- **Passage**:
============================================================

KOTA KINABALU: While people across the country are required to comply with the movement control order, nothing much has changed in a remote Dusun village tucked deep inside Sabah’s Crocker Range.
Kampung Terian in Penampang lies about two hours’ drive from Donggongon town, the district’s capital. Here, the villagers still keep to their daily routine of farming and tending to their livestock.
They are, of course, not oblivious to the goings-on outside their area as they keep themselves up to date with the latest information on Covid-19 and the MCO.
“We definitely know of Covid-19, which is why we have closed our borders to outsiders,” said village head Blasius Sipail.
A newly put up “no entry” signboard by the roadside greets anyone coming into the village which, under different circumstances, is always known to be warm and welcoming to its guests.
“But we can’t take that risk now. We will tell visitors, politely of course, to turn back and leave if they come without any valid purpose,” Sipail told FMT.
“This ban is also in line with the government’s order to limit the movement of people.”
The sign says outsiders, including government agency workers and volunteers, are not allowed into the Ulu Papar settlements, which house Kampung Terian and other villages like Buayan, Longkogungan and Pongobonon.
The only way to get there is through a narrow dirt road and hilly terrain, with jungles on either side. There are also two rivers to cross, which become impassable in the rainy season.
The villages are accessible by four-wheel-drive vehicles but the stretch becomes muddy and impassable after a downpour, posing a tough challenge even to the most high-powered machine.
Sipail said the 450 people in his closely-knit community do not feel the significant changes experienced by their neighbours in the bigger towns.

============================================================

- **Dataset extract**:

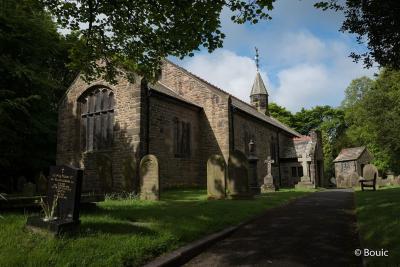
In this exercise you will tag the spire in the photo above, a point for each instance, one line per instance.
(259, 95)
(258, 86)
(257, 58)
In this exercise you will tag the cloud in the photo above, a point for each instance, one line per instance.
(226, 70)
(302, 86)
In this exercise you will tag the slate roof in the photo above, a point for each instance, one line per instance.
(163, 89)
(258, 86)
(253, 112)
(247, 108)
(352, 153)
(300, 145)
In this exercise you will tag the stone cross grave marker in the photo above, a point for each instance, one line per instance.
(216, 172)
(149, 178)
(269, 184)
(305, 181)
(63, 195)
(65, 185)
(253, 175)
(304, 163)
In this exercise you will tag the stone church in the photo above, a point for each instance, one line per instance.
(182, 119)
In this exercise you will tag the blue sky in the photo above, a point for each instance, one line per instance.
(303, 57)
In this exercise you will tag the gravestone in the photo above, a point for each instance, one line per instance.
(149, 178)
(253, 176)
(353, 179)
(41, 184)
(21, 180)
(216, 172)
(370, 172)
(269, 184)
(104, 171)
(29, 189)
(64, 194)
(238, 181)
(305, 180)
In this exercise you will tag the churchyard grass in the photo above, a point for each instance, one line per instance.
(378, 219)
(130, 232)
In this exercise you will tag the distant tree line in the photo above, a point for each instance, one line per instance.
(368, 116)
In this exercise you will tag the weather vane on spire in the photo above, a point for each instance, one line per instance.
(256, 58)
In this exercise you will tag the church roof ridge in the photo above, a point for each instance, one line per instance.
(246, 108)
(349, 153)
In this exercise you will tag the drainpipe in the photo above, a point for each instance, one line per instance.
(231, 126)
(279, 160)
(148, 93)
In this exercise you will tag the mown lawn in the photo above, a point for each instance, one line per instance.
(130, 232)
(378, 218)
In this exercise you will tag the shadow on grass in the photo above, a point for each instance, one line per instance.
(379, 223)
(187, 214)
(89, 228)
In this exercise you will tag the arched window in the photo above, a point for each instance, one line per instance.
(97, 119)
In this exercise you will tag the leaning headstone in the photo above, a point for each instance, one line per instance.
(238, 181)
(370, 172)
(149, 178)
(41, 184)
(269, 184)
(253, 175)
(29, 189)
(104, 171)
(216, 172)
(305, 182)
(62, 204)
(332, 182)
(353, 179)
(21, 180)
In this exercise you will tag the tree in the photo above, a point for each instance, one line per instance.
(356, 91)
(136, 35)
(376, 23)
(374, 119)
(33, 77)
(281, 114)
(382, 107)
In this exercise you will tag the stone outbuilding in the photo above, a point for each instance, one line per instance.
(349, 165)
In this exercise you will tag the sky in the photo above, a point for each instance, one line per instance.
(303, 57)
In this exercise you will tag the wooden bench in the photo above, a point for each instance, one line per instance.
(371, 183)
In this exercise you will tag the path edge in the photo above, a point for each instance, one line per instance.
(187, 252)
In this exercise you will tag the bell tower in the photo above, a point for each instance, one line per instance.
(259, 95)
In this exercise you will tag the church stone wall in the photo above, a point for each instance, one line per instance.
(126, 150)
(214, 120)
(175, 171)
(246, 128)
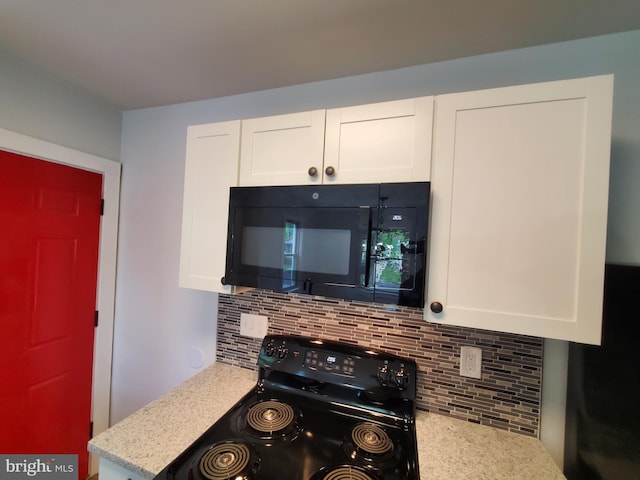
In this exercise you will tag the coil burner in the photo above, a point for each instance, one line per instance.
(271, 419)
(371, 438)
(226, 461)
(369, 444)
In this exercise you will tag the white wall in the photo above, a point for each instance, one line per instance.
(157, 323)
(41, 107)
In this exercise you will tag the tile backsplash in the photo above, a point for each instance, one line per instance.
(507, 396)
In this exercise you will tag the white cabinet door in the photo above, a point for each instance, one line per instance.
(381, 142)
(211, 168)
(519, 208)
(280, 150)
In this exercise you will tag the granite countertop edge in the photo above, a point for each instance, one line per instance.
(149, 439)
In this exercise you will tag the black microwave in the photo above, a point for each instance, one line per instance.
(362, 242)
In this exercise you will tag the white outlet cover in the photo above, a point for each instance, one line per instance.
(471, 362)
(254, 326)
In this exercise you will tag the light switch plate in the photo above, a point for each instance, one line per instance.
(471, 362)
(254, 326)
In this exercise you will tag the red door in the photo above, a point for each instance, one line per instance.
(49, 234)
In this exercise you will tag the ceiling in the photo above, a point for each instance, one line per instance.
(142, 53)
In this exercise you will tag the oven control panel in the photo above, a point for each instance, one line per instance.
(338, 363)
(330, 362)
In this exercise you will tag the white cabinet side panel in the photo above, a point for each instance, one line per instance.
(211, 169)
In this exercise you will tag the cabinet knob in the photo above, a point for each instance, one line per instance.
(436, 307)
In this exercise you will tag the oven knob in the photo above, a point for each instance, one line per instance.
(401, 379)
(383, 375)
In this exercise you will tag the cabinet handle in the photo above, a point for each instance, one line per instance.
(436, 307)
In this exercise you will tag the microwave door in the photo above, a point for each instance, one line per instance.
(298, 249)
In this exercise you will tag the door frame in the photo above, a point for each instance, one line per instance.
(105, 301)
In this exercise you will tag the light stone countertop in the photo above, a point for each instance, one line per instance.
(450, 449)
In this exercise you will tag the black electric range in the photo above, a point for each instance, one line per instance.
(320, 410)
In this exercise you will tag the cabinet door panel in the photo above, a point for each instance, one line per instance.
(382, 142)
(211, 168)
(520, 185)
(279, 150)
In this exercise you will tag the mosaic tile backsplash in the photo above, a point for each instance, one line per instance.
(506, 397)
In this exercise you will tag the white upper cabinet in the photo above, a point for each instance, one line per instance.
(381, 142)
(211, 168)
(519, 209)
(280, 150)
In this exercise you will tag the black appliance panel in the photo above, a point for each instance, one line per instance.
(360, 242)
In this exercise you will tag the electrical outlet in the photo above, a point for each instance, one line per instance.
(471, 362)
(254, 326)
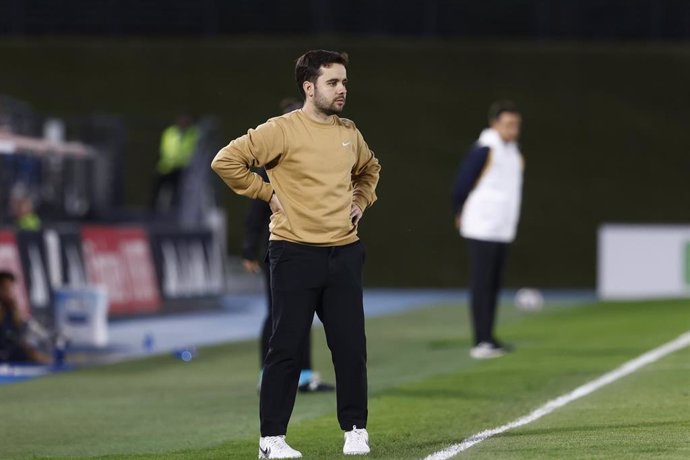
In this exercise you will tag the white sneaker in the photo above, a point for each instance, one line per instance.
(356, 442)
(276, 447)
(486, 350)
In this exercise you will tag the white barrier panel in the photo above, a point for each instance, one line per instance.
(82, 315)
(643, 261)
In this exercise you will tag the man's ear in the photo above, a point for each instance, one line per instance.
(308, 88)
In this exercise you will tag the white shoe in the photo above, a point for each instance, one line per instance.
(356, 442)
(276, 447)
(486, 350)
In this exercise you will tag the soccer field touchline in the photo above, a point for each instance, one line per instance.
(628, 368)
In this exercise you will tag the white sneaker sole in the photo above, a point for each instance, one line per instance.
(485, 354)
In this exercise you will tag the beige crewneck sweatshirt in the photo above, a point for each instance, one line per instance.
(317, 170)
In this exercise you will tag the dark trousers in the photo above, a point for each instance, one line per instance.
(166, 191)
(267, 329)
(487, 262)
(328, 281)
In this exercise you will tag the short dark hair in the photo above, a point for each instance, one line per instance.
(308, 66)
(7, 276)
(499, 107)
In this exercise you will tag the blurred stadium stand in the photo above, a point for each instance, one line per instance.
(528, 19)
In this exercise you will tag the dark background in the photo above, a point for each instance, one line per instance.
(603, 87)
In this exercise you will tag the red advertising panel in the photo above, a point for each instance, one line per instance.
(10, 261)
(119, 258)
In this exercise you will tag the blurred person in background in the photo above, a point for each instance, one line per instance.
(24, 214)
(177, 146)
(255, 243)
(486, 199)
(14, 344)
(322, 178)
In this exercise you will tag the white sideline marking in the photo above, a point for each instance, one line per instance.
(628, 368)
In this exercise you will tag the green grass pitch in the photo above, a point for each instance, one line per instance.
(425, 393)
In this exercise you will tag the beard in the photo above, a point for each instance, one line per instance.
(326, 106)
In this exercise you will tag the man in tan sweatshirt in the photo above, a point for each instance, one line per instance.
(323, 177)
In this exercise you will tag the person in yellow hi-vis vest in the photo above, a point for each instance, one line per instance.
(178, 143)
(25, 217)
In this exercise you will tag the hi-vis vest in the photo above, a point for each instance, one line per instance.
(492, 209)
(177, 148)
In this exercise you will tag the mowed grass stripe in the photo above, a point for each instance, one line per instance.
(425, 392)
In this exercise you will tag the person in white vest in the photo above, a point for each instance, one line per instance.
(486, 200)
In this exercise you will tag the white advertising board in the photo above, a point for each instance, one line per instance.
(643, 261)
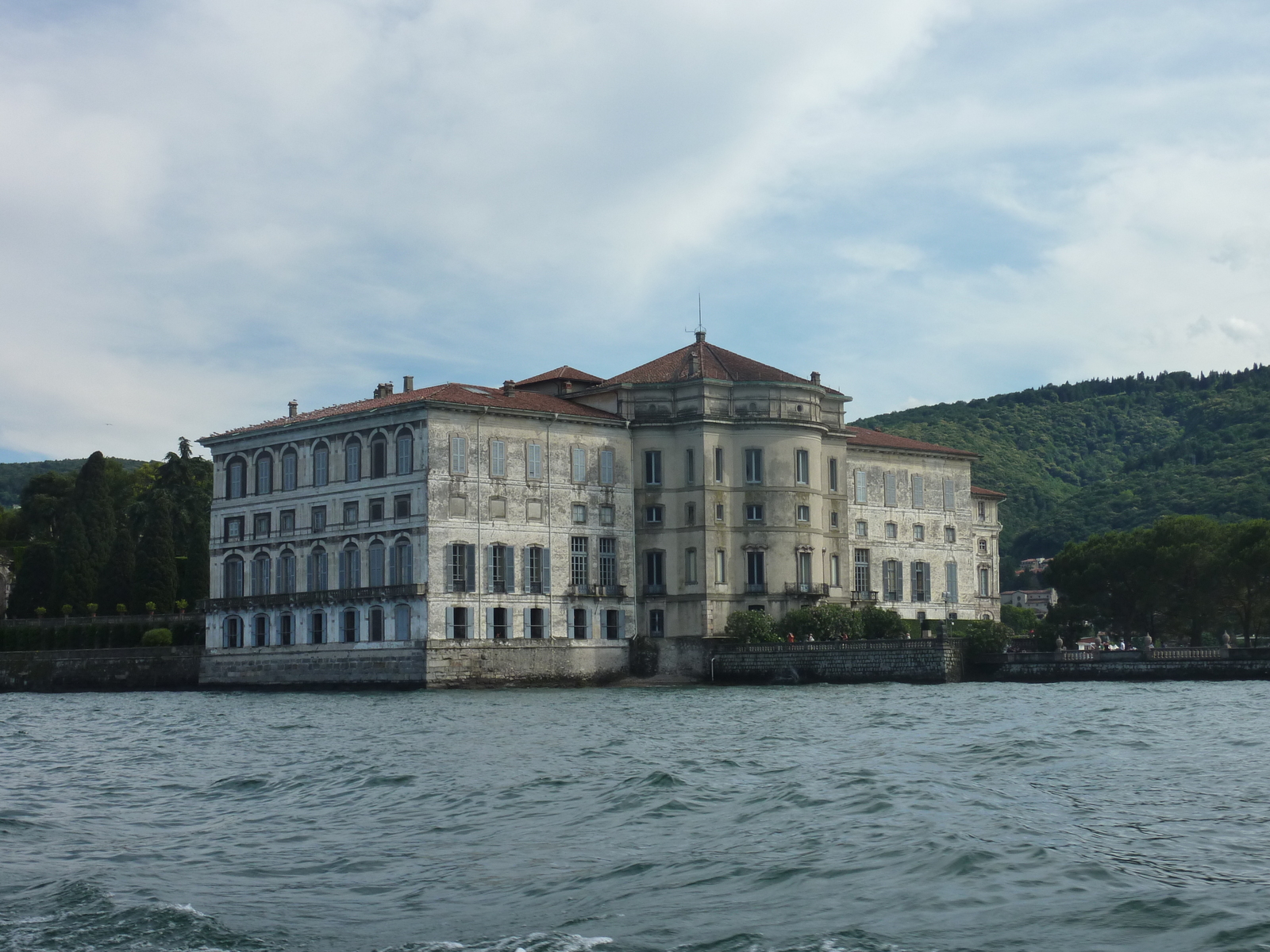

============================================================

- **Task requirements**:
A) Answer the following from the article on Kampung Terian above, giving each answer on its own line with the matching mark.
(i) About how long is the drive from Kampung Terian to Donggongon town?
(ii) Which outsiders does the sign specifically name as not allowed into the Ulu Papar settlements?
(iii) How many people live in Sipail's community?
B) Rewrite the paragraph of the article on Kampung Terian that begins "The only way to get there" as a brief bulleted list that keeps its main facts.

- **Your written answers**:
A)
(i) About two hours.
(ii) Government agency workers and volunteers.
(iii) 450 people.

B)
- Access is only by a narrow dirt road through hilly terrain, with jungles on either side.
- The route crosses two rivers.
- The rivers become impassable in the rainy season.